** Start **

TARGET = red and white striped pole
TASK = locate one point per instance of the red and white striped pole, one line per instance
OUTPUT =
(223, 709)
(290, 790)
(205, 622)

** End **

Written request: Could you rescale the records? Write every line out again, requests included, with each point coordinate in the answers multiplied by 1.2 and rounded to a whole number, halves rounding up.

Result for this task:
TARGET = red and white striped pole
TASK = locate one point per instance of the red and white striped pole, one line per instance
OUTPUT =
(268, 851)
(348, 948)
(246, 746)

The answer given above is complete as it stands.